Given passage
-- Begin --

Week 6.5 · Day 6

Logs Monitoring

Logs are the most detailed record your system keeps. Central log monitoring means pulling logs from every service into one place and being able to search all of them at once — so finding root cause takes seconds, not hours.

Central Logs Search Patterns Root Cause grep Log Analysis

01 The Simple Idea First

Real-life Analogy

Imagine you manage 10 branches of a bank across a city. Each branch has its own filing cabinet of daily reports. If you need to find a specific customer complaint — you drive to each branch, open each cabinet, and search manually. That takes all day.

Now imagine all those reports are automatically sent to one central office every hour. You sit at one desk and search through all 10 branches simultaneously in under 10 seconds.

That is central log monitoring. Instead of SSHing into 5 different servers one by one to grep through logs — all logs flow into one central system where you search everything from one screen, instantly.

What is Central Log Monitoring?

In a real fintech environment, you have many services — the payment service, the API gateway, the MQ consumer, the DB, the OpenConnect service — each running on different servers and writing their own log files. Central logging collects all of those logs and sends them to one central platform.

-- End --

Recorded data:

-- Begin --

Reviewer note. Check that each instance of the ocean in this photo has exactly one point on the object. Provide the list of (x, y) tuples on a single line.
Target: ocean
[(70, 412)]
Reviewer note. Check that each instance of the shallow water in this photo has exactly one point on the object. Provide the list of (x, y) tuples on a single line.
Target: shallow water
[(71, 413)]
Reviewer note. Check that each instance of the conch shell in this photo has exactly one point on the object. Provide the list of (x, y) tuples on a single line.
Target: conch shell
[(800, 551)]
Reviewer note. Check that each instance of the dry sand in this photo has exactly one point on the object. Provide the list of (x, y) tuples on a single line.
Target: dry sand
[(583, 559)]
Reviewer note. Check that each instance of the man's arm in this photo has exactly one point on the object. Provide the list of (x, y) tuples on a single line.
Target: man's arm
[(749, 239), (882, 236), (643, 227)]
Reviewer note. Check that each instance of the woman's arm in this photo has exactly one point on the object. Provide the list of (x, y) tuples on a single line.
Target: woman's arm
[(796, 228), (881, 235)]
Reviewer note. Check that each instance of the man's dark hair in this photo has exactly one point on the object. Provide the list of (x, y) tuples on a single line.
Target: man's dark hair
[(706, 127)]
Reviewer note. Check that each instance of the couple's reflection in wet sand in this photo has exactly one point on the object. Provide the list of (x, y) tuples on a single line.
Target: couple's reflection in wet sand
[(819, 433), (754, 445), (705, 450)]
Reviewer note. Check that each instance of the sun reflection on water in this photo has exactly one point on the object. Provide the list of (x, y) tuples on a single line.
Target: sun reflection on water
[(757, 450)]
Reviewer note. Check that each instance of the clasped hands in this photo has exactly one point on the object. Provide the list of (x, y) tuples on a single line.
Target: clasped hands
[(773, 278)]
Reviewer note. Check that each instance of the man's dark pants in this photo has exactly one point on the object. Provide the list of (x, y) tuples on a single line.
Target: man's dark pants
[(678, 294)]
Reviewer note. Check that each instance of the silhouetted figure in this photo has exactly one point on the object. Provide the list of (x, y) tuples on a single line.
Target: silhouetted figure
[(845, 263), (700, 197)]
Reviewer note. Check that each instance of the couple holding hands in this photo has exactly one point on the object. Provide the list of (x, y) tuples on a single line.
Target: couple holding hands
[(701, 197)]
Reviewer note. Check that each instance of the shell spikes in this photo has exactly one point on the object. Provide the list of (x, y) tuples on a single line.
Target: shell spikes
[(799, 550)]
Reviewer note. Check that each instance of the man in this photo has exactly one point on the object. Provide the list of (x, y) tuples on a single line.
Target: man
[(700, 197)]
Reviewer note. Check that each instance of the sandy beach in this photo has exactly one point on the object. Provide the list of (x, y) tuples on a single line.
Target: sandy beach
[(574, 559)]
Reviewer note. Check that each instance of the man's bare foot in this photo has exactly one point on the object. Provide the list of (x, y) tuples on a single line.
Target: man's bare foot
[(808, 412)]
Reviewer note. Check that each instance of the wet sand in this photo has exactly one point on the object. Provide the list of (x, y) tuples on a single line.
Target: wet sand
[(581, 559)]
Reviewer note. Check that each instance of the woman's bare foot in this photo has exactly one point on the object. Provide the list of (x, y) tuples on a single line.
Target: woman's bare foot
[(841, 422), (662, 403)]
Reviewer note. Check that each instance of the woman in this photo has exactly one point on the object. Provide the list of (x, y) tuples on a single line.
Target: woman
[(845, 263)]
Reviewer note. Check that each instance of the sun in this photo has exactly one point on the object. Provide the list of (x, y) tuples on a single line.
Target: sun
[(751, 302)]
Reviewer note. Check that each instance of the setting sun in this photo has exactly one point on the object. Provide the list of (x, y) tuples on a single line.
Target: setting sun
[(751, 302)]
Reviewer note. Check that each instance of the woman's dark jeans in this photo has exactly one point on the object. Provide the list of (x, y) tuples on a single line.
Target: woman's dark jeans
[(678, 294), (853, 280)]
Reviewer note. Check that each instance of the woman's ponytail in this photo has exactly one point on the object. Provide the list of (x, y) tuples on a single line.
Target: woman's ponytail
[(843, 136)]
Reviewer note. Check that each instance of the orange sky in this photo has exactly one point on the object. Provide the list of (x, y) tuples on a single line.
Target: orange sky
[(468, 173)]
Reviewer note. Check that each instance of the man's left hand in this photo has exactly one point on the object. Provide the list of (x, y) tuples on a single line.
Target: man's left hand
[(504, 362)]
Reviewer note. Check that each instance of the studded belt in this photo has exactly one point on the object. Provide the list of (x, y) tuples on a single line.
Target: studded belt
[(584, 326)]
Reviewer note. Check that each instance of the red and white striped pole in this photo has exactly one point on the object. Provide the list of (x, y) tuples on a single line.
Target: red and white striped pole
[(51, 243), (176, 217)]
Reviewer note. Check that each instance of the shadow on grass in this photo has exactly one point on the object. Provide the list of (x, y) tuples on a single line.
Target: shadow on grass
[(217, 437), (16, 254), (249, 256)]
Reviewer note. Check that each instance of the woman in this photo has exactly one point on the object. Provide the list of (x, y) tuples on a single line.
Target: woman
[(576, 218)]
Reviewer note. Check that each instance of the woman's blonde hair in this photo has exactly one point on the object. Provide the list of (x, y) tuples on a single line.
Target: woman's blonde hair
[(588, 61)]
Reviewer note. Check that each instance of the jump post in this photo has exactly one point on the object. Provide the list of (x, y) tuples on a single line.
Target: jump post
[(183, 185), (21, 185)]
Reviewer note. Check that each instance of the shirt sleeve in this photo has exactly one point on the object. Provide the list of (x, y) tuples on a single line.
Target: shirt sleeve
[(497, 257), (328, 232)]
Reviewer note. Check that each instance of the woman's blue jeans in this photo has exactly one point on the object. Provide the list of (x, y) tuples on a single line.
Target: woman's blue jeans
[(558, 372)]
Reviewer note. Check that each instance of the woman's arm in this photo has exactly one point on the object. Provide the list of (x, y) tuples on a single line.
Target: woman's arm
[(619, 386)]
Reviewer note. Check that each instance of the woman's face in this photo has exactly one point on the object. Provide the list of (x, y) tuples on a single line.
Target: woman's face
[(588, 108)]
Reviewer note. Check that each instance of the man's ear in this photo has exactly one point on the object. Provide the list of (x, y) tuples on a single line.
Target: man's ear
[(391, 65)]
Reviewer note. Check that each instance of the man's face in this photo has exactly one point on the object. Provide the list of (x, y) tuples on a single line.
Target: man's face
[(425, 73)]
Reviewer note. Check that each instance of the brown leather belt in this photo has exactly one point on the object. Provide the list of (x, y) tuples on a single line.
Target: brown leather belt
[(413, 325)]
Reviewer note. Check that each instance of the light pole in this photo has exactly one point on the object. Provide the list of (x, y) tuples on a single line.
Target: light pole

-- End --

Exercise tasks
1 - Rewrite the paragraph of the log monitoring page that begins "Imagine you manage 10 branches" as a short list that keeps its main facts.
2 - Pick up the log monitoring page after its last sentence and continue it.

Responses per task
1 -
- You manage 10 bank branches across a city.
- Each branch keeps its own filing cabinet of daily reports.
- Finding a specific customer complaint means driving to each branch, opening each cabinet, and searching manually.
- That takes all day.

2 -
Tools like ELK Stack (Elasticsearch, Logstash, Kibana) or Splunk are the most common. Logstash collects and ships logs. Elasticsearch stores and indexes them. Kibana is the search interface where you run queries and see results.

Without central logging — an incident investigation requires logging into 5 servers and running grep on each one separately. With central logging — you search all 5 servers in one query in under 3 seconds.

02 Anatomy of a Log Line — What Each Part Means

Every log line has the same structure

Before you can search logs effectively, you need to understand what each part of a log line tells you. Every well-structured log line contains: when it happened, how serious it is, which service wrote it, and what the message says.

[2024-03-15 14:02:05] [ERROR] [payment-service] DB_CONNECTION_TIMEOUT failed after 30000ms txn_id=TXN-501 server=pay-01

TimestampWhen it happened

LevelHow serious

ServiceWhich app wrote it

MessageWhat happened

MetadataExtra context

03 How Central Logging Works — The Flow

📡 Log Flow — From Service to Search

⚙️

Step 1 — Services

Every service writes its own log file

The payment service writes to payment-service.log. The MQ consumer writes to mq-consumer.log. The API gateway writes to api-gateway.log. Each server, each service — its own file.

pay-server-01: /var/log/payment-service.log
mq-server-01: /var/log/mq-consumer.log

📤

Step 2 — Log Shipper

Log agent ships logs to central platform

A lightweight agent (Filebeat, Logstash, Fluentd) runs on each server. It watches log files, reads new lines as they are written, and ships them to the central platform in real time.

Filebeat → watches /var/log/*.log → ships to Elasticsearch

🗄️

Step 3 — Central Store

Logs stored and indexed centrally

Elasticsearch (or Splunk) receives all logs and indexes them — meaning every word is catalogued so you can search for any term across all logs instantly, regardless of which server it came from.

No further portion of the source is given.